Data entries:
####################
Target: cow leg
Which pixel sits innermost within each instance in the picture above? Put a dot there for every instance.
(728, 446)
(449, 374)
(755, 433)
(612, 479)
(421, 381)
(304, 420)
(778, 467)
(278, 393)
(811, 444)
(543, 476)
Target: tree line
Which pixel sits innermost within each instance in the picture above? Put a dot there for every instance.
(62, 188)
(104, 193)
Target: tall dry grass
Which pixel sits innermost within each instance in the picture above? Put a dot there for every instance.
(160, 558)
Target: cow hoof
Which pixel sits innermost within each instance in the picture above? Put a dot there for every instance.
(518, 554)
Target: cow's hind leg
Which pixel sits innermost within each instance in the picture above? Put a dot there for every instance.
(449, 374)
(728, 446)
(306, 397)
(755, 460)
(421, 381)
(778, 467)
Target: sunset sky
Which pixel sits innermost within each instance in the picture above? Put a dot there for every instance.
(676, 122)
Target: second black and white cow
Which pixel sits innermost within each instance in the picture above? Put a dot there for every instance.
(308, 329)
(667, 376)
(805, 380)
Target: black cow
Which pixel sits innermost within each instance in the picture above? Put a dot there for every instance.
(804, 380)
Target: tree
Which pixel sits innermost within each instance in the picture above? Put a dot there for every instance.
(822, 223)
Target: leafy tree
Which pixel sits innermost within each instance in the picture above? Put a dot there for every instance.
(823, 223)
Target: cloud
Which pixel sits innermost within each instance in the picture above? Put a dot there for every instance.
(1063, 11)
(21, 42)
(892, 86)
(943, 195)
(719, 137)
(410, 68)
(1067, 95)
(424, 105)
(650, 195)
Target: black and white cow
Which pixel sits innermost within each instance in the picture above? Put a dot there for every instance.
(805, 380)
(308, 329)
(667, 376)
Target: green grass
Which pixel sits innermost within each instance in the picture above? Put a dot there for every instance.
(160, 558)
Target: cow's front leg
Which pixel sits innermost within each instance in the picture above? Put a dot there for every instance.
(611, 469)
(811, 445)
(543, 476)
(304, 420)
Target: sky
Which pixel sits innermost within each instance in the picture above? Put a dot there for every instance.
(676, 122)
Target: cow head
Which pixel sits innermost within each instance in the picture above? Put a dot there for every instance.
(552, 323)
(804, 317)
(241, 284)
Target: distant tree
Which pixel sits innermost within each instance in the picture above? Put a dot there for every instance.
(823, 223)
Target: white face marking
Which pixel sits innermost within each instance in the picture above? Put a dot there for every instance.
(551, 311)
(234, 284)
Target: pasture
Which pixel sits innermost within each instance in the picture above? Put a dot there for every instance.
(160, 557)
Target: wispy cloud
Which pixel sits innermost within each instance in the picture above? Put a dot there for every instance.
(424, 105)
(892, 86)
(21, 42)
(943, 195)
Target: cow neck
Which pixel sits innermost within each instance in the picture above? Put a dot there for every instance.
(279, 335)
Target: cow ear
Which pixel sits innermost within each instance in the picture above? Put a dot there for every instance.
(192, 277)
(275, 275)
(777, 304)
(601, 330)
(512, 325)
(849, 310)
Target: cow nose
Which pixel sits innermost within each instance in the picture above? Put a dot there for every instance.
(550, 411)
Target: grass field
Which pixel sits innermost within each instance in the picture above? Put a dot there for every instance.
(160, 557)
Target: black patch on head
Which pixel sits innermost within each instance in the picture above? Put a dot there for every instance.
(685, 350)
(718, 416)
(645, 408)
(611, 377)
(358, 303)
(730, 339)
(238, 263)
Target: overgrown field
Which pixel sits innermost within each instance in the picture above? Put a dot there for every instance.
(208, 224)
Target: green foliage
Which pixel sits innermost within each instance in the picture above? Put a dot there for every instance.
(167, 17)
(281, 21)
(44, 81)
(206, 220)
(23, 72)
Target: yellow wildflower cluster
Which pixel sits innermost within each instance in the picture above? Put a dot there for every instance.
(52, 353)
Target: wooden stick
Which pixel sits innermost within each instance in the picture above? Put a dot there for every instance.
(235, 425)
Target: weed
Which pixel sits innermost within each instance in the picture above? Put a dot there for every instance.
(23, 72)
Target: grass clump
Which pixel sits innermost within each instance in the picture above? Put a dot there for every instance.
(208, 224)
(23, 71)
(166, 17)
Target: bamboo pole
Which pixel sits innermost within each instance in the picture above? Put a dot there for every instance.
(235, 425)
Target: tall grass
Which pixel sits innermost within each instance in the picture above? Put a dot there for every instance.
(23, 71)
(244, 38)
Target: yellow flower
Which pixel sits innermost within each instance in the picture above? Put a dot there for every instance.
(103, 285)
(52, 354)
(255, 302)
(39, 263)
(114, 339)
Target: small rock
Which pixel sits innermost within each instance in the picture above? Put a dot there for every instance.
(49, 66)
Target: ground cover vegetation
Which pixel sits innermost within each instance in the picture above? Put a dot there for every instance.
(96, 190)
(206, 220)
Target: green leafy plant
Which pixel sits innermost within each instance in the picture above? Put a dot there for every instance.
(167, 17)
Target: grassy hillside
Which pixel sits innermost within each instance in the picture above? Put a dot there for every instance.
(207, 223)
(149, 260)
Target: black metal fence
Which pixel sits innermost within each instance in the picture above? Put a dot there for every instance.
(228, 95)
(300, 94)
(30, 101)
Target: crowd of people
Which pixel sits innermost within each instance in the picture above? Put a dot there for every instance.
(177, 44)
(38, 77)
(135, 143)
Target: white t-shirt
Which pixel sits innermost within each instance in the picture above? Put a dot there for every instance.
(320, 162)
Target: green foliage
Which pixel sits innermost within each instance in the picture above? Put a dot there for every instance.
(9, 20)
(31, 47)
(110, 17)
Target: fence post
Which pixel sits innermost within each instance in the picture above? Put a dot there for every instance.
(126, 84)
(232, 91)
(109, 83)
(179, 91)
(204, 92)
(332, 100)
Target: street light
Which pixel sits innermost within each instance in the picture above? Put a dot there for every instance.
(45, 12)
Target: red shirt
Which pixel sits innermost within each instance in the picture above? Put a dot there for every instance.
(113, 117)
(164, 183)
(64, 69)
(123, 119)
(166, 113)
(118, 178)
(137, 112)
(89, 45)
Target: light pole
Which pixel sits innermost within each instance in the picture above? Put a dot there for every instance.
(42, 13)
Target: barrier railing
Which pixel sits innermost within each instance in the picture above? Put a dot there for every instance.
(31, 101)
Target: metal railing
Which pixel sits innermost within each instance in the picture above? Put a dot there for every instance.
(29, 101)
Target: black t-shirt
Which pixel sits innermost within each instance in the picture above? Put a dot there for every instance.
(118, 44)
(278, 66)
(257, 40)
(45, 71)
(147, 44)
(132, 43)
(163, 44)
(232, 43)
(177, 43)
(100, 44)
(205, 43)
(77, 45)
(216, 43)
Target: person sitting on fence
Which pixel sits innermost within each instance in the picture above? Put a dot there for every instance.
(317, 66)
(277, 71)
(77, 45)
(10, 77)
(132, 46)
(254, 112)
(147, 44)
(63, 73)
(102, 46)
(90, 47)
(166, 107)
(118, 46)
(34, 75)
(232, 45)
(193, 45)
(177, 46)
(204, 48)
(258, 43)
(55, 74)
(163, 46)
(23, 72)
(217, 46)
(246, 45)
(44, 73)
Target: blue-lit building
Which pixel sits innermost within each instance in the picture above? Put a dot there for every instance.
####################
Your objective
The task calls for all lines in the entries that hold "white".

Exercise solution
Target: second black and white cow
Target: black and white cow
Target: white face marking
Target: white t-shirt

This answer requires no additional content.